**Objectif énoncé 1**
Reproduisez fidèlement, dans l'extrait sur l'eau et la croissance verte, le passage qui commence par les mots « À Malte, Suez » et se termine par « à les opposer. ».

Un territoire qui dispose de services publics d’eau performants, peu sensible au changement climatique et qui sait se protéger des risques d’inondation ou de stress hydrique est ainsi plus attractif pour les industries et les activités économiques qui veulent s’y développer.
Dans une période où les villes sont en compétition, gérer efficacement ses services d’eau est donc un atout majeur pour un développement harmonieux du territoire.
Le premier défi de la croissance verte
L’eau et l’assainissement, sources d’innovations pour rendre la croissance plus verte
Pour faire face aux enjeux de la croissance verte, les métiers de l’eau innovent sur l’ensemble du cycle naturel de l’eau. De nombreuses solutions, qu’elles soient techniques ou sociétales, ont été développées pour préserver et diversifier les ressources en eau, traiter les nouvelles formes de pollution, protéger la biodiversité, mais aussi construire une gouvernance rénovée avec les collectivités et œuvrer pour une plus grande solidarité dans l’accès aux services d’eau et d’assainissement.
En ce qui concerne l’usage de ressources alternatives, un panel de solutions existe. Il va de la recharge artificielle de nappes (comme c’est le cas dans les usines de l’Ouest parisien de la Lyonnaise des eaux), à la réutilisation des eaux usées traitées (technique sous-utilisée en France, mais qui permet de mobiliser pour des usages agricoles ou industriels principalement une ressource de bonne qualité à moindre coût). À l’autre bout de la chaîne, le développement de compteurs intelligents permet à chacun de mieux maîtriser sa consommation.
À Malte, Suez Environnement a ainsi installé 250 000 compteurs intelligents pour faire face aux enjeux de gestion de la ressource en eau sur l’île. Ces innovations requièrent le développement de nouveaux métiers et savoir-faire, en particulier dans le domaine des NTIC appliquées à l’eau et à l’environnement et dans celui de l’ingénierie écologique.
Optimiser les flux
La croissance verte repose également sur une optimisation globale de la gestion des flux : eau, déchets, énergie. Les stations d’épuration ont vocation à devenir des unités de production de bioénergie.
Accompagner les PME
Les groupes internationaux organisent autour d’eux une filière éco-industrielle à laquelle participent de nombreuses PME et PMI : on aurait tort de chercher à les opposer.

**Objectif énoncé 2**
Dans les enregistrements, du début jusqu'à la ligne contenant « [582,145,640,195] » incluse, remplacez « locate » par « find ». Redonnez uniquement ces lignes, sans rien modifier d'autre.

**Enregistrements à utiliser**
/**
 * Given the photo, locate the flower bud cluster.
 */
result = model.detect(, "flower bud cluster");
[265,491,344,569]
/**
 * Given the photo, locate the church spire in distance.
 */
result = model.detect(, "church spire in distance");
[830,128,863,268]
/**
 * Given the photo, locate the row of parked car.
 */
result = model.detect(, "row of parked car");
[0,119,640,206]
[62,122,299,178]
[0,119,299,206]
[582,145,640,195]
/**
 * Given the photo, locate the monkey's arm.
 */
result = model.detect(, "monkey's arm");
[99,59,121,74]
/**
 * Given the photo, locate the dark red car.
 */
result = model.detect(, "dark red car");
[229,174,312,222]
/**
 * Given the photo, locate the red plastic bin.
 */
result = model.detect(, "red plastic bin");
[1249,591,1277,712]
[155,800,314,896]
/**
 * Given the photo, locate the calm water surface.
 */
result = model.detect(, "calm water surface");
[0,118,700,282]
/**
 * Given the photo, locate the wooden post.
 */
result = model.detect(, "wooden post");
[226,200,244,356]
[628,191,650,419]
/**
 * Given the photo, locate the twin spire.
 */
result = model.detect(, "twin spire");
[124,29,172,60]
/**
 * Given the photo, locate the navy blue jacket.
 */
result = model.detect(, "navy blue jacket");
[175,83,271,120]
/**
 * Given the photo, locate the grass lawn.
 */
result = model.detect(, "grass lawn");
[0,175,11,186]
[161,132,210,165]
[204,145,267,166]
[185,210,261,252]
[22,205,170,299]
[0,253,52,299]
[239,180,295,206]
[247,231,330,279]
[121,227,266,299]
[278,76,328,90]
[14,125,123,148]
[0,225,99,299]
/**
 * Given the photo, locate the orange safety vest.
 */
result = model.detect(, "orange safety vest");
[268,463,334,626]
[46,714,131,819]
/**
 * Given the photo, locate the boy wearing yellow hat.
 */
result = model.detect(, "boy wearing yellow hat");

**Réponse complète 1**
À Malte, Suez Environnement a ainsi installé 250 000 compteurs intelligents pour faire face aux enjeux de gestion de la ressource en eau sur l’île. Ces innovations requièrent le développement de nouveaux métiers et savoir-faire, en particulier dans le domaine des NTIC appliquées à l’eau et à l’environnement et dans celui de l’ingénierie écologique.
Optimiser les flux
La croissance verte repose également sur une optimisation globale de la gestion des flux : eau, déchets, énergie. Les stations d’épuration ont vocation à devenir des unités de production de bioénergie.
Accompagner les PME
Les groupes internationaux organisent autour d’eux une filière éco-industrielle à laquelle participent de nombreuses PME et PMI : on aurait tort de chercher à les opposer.

**Réponse complète 2**
/**
 * Given the photo, find the flower bud cluster.
 */
result = model.detect(, "flower bud cluster");
[265,491,344,569]
/**
 * Given the photo, find the church spire in distance.
 */
result = model.detect(, "church spire in distance");
[830,128,863,268]
/**
 * Given the photo, find the row of parked car.
 */
result = model.detect(, "row of parked car");
[0,119,640,206]
[62,122,299,178]
[0,119,299,206]
[582,145,640,195]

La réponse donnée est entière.